Task statement:
Extract from the material below each line that contains the word "blue".

═══ Entries ═══

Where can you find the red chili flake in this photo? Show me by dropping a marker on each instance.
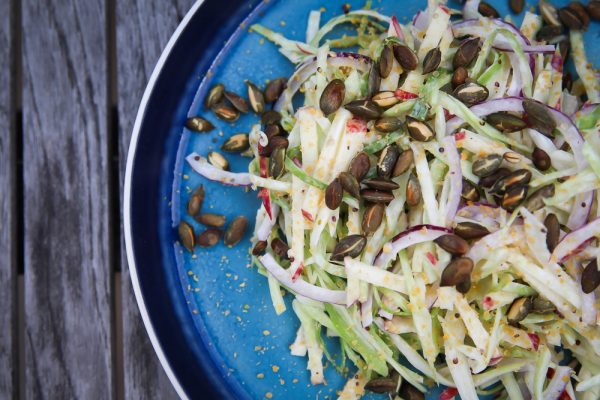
(404, 95)
(535, 340)
(448, 394)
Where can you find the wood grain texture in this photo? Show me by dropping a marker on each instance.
(68, 331)
(8, 214)
(143, 29)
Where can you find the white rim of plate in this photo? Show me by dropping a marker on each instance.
(127, 198)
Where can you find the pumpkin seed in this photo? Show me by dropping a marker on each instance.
(453, 244)
(236, 143)
(214, 220)
(381, 184)
(471, 93)
(217, 160)
(514, 196)
(457, 271)
(590, 278)
(199, 124)
(214, 96)
(536, 200)
(519, 309)
(387, 161)
(541, 159)
(186, 236)
(459, 76)
(388, 124)
(487, 10)
(386, 61)
(505, 122)
(413, 191)
(237, 101)
(366, 109)
(334, 194)
(552, 231)
(385, 99)
(432, 60)
(226, 113)
(469, 191)
(332, 96)
(381, 385)
(419, 130)
(570, 18)
(466, 53)
(405, 56)
(274, 89)
(516, 5)
(235, 231)
(376, 196)
(372, 218)
(350, 246)
(470, 230)
(487, 165)
(350, 184)
(256, 98)
(404, 162)
(277, 162)
(549, 12)
(359, 166)
(548, 32)
(209, 237)
(374, 80)
(259, 248)
(280, 248)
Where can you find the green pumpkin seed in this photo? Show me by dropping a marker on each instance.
(236, 143)
(199, 124)
(235, 231)
(332, 96)
(350, 246)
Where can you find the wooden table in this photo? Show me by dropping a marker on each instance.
(73, 73)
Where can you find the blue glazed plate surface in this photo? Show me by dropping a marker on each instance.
(210, 312)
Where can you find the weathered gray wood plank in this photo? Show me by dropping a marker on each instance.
(8, 214)
(143, 29)
(68, 331)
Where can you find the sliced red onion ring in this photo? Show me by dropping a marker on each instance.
(305, 71)
(572, 242)
(557, 384)
(201, 166)
(416, 234)
(300, 286)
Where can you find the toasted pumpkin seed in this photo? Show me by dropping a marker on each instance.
(199, 124)
(590, 277)
(366, 109)
(419, 130)
(372, 218)
(209, 219)
(209, 237)
(470, 230)
(405, 56)
(350, 246)
(274, 89)
(332, 96)
(256, 98)
(236, 143)
(235, 231)
(457, 271)
(218, 160)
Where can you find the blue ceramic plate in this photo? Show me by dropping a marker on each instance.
(209, 314)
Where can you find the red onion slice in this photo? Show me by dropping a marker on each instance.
(415, 235)
(201, 166)
(300, 286)
(573, 242)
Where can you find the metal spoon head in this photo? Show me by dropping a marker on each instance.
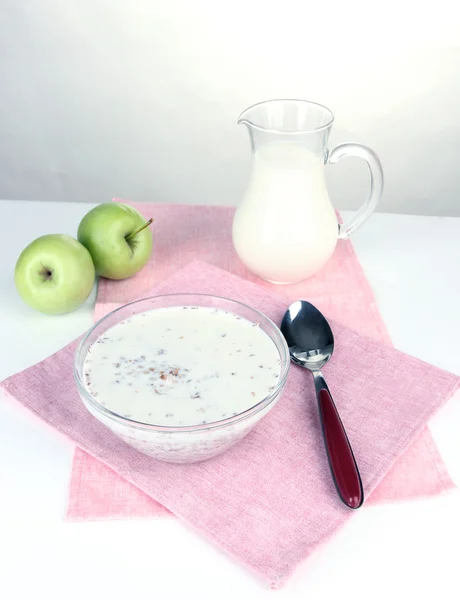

═══

Solved exercise:
Where can you find the blue glazed plate surface in this photo? Show me by dropping a marker on each instance.
Where can you find the blue ceramic plate in this photo? Show me by dropping a marker on each instance.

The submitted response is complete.